## Exercise instructions
Would you retype all of these records exactly?

## begin

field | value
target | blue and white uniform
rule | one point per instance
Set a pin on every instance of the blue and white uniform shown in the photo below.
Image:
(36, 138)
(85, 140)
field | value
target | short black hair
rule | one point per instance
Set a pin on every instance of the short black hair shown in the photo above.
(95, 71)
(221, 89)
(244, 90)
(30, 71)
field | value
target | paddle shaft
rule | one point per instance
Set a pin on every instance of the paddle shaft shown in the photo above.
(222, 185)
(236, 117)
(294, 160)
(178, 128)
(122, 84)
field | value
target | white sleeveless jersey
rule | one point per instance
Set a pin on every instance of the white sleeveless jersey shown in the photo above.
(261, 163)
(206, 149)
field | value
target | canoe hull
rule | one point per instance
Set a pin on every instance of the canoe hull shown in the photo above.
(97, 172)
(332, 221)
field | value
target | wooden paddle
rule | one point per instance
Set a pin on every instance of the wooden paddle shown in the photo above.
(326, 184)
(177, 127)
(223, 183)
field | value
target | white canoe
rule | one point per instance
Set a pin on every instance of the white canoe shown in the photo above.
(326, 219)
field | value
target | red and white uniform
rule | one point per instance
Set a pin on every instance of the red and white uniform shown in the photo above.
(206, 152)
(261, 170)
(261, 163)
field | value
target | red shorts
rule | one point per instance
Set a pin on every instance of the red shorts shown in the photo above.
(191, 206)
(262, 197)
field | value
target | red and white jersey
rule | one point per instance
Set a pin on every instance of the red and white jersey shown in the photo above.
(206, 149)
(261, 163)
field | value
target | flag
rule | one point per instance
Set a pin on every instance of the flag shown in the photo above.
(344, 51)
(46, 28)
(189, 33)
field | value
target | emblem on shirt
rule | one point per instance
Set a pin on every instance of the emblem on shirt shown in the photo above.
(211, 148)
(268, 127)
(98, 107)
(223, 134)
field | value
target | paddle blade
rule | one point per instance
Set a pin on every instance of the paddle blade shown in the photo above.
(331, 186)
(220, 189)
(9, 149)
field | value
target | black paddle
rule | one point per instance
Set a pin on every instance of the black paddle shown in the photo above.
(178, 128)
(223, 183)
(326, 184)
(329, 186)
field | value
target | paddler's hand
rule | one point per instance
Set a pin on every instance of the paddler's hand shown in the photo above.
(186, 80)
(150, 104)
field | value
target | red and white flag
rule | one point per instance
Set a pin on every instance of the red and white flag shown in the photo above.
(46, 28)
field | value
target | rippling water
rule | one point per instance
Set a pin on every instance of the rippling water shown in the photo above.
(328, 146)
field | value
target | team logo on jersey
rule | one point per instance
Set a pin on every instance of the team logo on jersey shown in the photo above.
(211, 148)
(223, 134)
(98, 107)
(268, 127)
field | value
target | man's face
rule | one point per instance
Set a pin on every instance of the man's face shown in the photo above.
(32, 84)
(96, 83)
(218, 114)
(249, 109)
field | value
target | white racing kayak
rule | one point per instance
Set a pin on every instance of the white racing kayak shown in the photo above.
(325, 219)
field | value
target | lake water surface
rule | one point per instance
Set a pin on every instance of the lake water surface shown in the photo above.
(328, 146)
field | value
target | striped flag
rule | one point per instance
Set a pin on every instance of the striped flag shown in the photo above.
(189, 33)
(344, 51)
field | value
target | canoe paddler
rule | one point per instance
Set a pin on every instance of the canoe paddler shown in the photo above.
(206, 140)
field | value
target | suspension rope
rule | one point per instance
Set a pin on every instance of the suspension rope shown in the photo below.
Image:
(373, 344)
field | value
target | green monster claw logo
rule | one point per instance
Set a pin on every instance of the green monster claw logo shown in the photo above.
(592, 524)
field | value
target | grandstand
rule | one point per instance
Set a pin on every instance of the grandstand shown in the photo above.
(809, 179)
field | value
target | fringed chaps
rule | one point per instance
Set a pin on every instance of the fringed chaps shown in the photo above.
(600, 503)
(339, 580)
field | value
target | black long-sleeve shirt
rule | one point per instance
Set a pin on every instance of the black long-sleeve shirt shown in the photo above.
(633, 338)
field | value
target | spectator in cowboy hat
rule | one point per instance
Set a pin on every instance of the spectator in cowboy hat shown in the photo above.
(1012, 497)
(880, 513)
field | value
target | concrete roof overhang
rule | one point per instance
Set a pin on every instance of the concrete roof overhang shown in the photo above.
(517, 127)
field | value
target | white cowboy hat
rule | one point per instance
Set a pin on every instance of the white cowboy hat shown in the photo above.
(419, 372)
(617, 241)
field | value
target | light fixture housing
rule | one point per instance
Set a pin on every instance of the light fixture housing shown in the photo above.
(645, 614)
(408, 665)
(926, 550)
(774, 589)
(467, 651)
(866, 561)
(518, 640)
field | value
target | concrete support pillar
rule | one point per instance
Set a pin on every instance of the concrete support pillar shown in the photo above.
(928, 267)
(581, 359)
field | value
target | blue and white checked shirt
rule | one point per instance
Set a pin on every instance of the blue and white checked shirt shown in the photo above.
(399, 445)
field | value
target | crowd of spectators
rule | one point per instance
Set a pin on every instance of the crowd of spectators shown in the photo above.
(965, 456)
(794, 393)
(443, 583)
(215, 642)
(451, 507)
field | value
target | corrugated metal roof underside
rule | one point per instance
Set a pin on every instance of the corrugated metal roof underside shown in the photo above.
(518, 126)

## end

## Solved problem
field | value
target | blue and white uniform
rule | one point per instance
Set a pin on every instance of the blue and white uniform shown in the photo below.
Image:
(36, 138)
(85, 140)
field | value
target | short black hair
rule | one point per instance
Set a pin on every instance of the short black hair shown in the photo above.
(95, 71)
(221, 89)
(244, 90)
(30, 71)
field | value
target | paddle shaft
rule | one point per instance
Set a pin on every instance of the paddle shaft shown in the photo above.
(222, 185)
(236, 117)
(294, 160)
(178, 128)
(122, 84)
field | value
target | white sleeveless jersey
rule | one point per instance
Set a pin on every instance of the white sleeveless jersey shown in the photo above.
(261, 163)
(206, 149)
field | value
target | canoe hull
rule | one point per instance
Set a pin on every instance of the canoe hull shown in the photo above.
(97, 172)
(332, 221)
field | value
target | wooden paddle
rule | one point per instance
Set a pin on every instance of the wooden paddle shown in the photo above.
(326, 184)
(177, 127)
(223, 183)
field | value
target | white canoe
rule | one point per instance
Set a pin on every instance of the white canoe shown in the photo above.
(326, 219)
field | value
target | red and white uniform
rule | one point per instance
Set a pin on every instance of the red and white uniform shown in the photo above.
(206, 152)
(261, 170)
(261, 163)
field | value
target | red shorts
rule | one point per instance
Set a pin on every instance of the red shorts shown in the photo above.
(191, 206)
(262, 197)
field | value
target | red and white jersey
rule | one point per instance
Set a pin on every instance of the red and white jersey shown in the photo above.
(206, 149)
(261, 163)
field | value
target | flag
rule | one point per instance
Set a pin on every instance of the flag shown in the photo above.
(344, 51)
(46, 28)
(189, 33)
field | value
target | emblem on shirt
rule | one point per instance
Set a pin on every instance of the emblem on shirt shown in the photo above.
(211, 148)
(268, 127)
(98, 107)
(223, 134)
field | value
target | paddle blade
rule | one point per instance
Set a pin on every instance of the paddle blade shown in the photo above.
(331, 186)
(220, 189)
(9, 149)
field | value
target | black paddle
rule | one point per instance
Set a pin on every instance of the black paddle shown in the photo above.
(178, 128)
(223, 183)
(326, 184)
(329, 186)
field | value
target | paddler's hand
rule | one point per instance
Set a pin on every instance of the paddler's hand shown in the photo above.
(186, 80)
(150, 104)
field | value
target | red and white flag
rule | one point per instance
Set a pin on every instance of the red and white flag shown in the photo above.
(46, 28)
field | value
target | rippling water
rule | one point per instance
Set a pin on every instance of the rippling water shown in the photo above.
(328, 146)
field | value
target | team logo on jersey
rule | one point per instance
Set a pin on every instance of the team logo on jersey shown in the photo above.
(211, 148)
(223, 134)
(98, 107)
(268, 127)
field | value
target | man's face
rule | one point per instance
Set a pin on every instance of the man's face shown in the photo above.
(32, 84)
(96, 83)
(218, 114)
(249, 109)
field | value
target | white racing kayak
rule | one point per instance
Set a pin on every instance of the white racing kayak shown in the photo above.
(325, 219)
field | value
target | lake water surface
rule | one point per instance
Set a pin on every instance of the lake water surface shown in the photo above.
(328, 146)
field | value
target | striped flag
rule | one point per instance
Set a pin on every instance of the striped flag shown in the photo above.
(189, 33)
(344, 51)
field | value
target | canoe paddler
rule | one point per instance
Set a pin on every instance of the canoe paddler shown in the photo above.
(206, 140)
field | value
target | suspension rope
rule | one point per instance
Set a pin on every instance of the suspension rope shown in the photo below.
Image:
(373, 344)
field | value
target | green monster claw logo
rule | one point per instance
Set a pin on every instance of the green monster claw logo shown in the photo above.
(592, 524)
field | value
target | grandstand
rule | one point per instance
Set a pin on every instance of the grandstand shown in the photo above.
(809, 179)
field | value
target | fringed chaps
rule | one point per instance
Set a pin on every instance of the fringed chaps shown in the photo above.
(600, 503)
(339, 580)
field | value
target | black long-sleeve shirt
rule | one point per instance
Set a pin on every instance of the black long-sleeve shirt shown in the photo above.
(633, 338)
field | value
target | spectator in cowboy hat
rule | one point per instance
Set a pin on every instance of the spectator in cowboy hat shown in the photo above.
(1012, 497)
(880, 513)
field | value
target | concrete roof overhang
rule | one point per instance
Set a pin on every instance of the concrete roof overhang shown in the photo above.
(517, 127)
field | value
target | white cowboy hat
rule | one point per instance
Set a pin on every instance of the white cowboy hat shown in the photo above.
(419, 372)
(617, 241)
field | value
target | light fixture housing
rule | one point per instance
Set a pin on every instance of the light fixture housing shown in the photo above.
(645, 614)
(408, 665)
(926, 550)
(774, 589)
(467, 651)
(866, 561)
(518, 640)
field | value
target | concrete support pillar
rule | one point per instance
Set a pin on every instance of the concrete support pillar shown in the photo above.
(928, 267)
(581, 359)
field | value
target | blue and white checked shirt
rule | one point per instance
Set a pin on every instance of the blue and white checked shirt shown in the photo above.
(399, 445)
field | value
target | crowd of spectators
rule | one point per instance
Set a pin on every instance of the crowd of spectators shown in the photo above.
(965, 456)
(794, 393)
(443, 583)
(215, 642)
(451, 507)
field | value
target | corrugated metal roof underside
rule | one point per instance
Set a pin on every instance of the corrugated metal roof underside shown in the photo above.
(518, 126)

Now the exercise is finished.